== PASSAGE SHOWN ==
==============================

A three-dimensional process
Recent advances in ecology reveal that natural abundance emerges from interactions between trophic (food web) complexity, natural disturbance and the ability of organisms to disperse. With rewilding characterised by a spirit of creative pragmatism and collaboration, rewilders look for ways to move each of these three variables up a notch or two, from any given starting point. The goal is to enhance these three ecosystem variables within the constraints of what is possible.
Redrawn from Perino et al., "Rewilding Complex Ecosystems", Science, 2019.
Backyard rewilding can often be stepped up a level if we team up with our neighbours. Most gardens are rectangular plots, running back from the house and bounded by fence panels, walls and impenetrable hedges. Replacing a fence panel or section of hedge with a trellis fence panel is one of the simplest ways to move up a notch on the rewilding scale, restoring flight paths for bees and butterflies and foraging routes for small mammals, reptiles and amphibians, and enabling life-affirming sunlight to reach new areas of your garden.
A typical British garden, with significant rewilding potential. Artwork by Klara Jepson.
Expanding food webs
This enhancement in connectivity, sunlight and air flow creates the conditions to address the next rewilding variable - trophic complexity. In larger scale rewilding projects this focuses on the restoration of what are known as functional species - animals such as beavers, boar, wild cattle, ponies and predators - that create resources and micro-habitats for other organisms to live.

==============================

Contour labeling lines:
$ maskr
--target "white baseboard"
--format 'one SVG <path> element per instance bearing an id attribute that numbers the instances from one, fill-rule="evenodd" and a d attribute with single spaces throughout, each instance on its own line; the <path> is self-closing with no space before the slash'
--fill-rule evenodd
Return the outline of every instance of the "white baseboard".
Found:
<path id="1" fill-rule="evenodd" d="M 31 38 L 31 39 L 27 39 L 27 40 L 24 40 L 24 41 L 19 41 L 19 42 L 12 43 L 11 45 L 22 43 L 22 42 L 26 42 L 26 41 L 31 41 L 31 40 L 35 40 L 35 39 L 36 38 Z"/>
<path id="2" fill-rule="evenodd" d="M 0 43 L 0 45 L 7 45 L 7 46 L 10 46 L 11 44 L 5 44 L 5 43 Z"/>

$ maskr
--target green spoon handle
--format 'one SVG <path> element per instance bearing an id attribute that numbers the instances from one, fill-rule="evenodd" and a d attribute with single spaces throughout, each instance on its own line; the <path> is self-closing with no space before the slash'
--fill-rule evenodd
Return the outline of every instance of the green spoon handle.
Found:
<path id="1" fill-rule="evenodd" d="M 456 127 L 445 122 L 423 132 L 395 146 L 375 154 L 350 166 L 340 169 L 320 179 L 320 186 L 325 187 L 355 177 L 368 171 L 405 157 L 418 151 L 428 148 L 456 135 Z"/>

==============================

== WHAT YOU WILL DO ==
1. Answer these questions using the rewilding passage:
(a) According to recent advances in ecology, natural abundance emerges from interactions between which three things?
(b) What does the passage suggest replacing a fence panel or section of hedge with?
(c) Which animals are named as examples of functional species?
2. Write a continuation of the rewilding passage, starting right after its final sentence.

== ANSWERS TO THE EXERCISE ==
1.
(a) Trophic (food web) complexity, natural disturbance, and the ability of organisms to disperse.
(b) A trellis fence panel.
(c) Beavers, boar, wild cattle, ponies and predators.

2.
To rewild our gardens, we have to act as the functional species by creating a diversity of vegetation and micro-habitats. Wildlife gardeners will be familiar with this role already. The trick with rewilding is to create patches of "messy chaos", and not to pack plants too tightly. Creating the conditions for flows of air and movement of animals between and within gardens, and establishing different micro-climates (areas of warm, cool, damp and dry), is key.
Imagining a rewilded garden corridor. Artwork by Klara Jepson.
There are myriad options for creating the right conditions for food web expansion. You can grow some nectar-producing honeysuckle over a trellis, plant a dwarf plum or apple in a newly created sunny corner, create a log pile, or team up with neighbours to purchase and plant wildflower seeds along your newly connected strip of land, creating continuity through shared flora. If you, or one of your neighbours, has the space and inclination to create a small pond for wildlife, this can significantly add to the overall value of a multi-garden rewilding corridor.
The last rewilding variable to consider is natural disturbance. Like investment bankers, nature thrives on a bit of volatility. Unless you and your neighbours decide to invest in a couple of dwarf pigs to roam your rewilding corridor, producing natural disturbance will also be part of your "functional" species role. This simply involves being an active, if slightly random and inept gardener: digging a bit here, snipping a bit there, and accidentally-on-purpose breaking or crushing something elsewhere. You'll know when you've got the hang of this because a pair of robins will start following you around.
Indeed, your status as a skilled backyard rewilder will be confirmed when you find yourself wandering down the garden to check out what's new, enjoy the sensory aesthetics of humming bees, colourful butterflies and sweet-smelling flowers, and to have a chat with your neighbour about the wild goings on reported on your community Facebook group and upcoming rewilding spectacles, such as the July flight of garden tiger moths.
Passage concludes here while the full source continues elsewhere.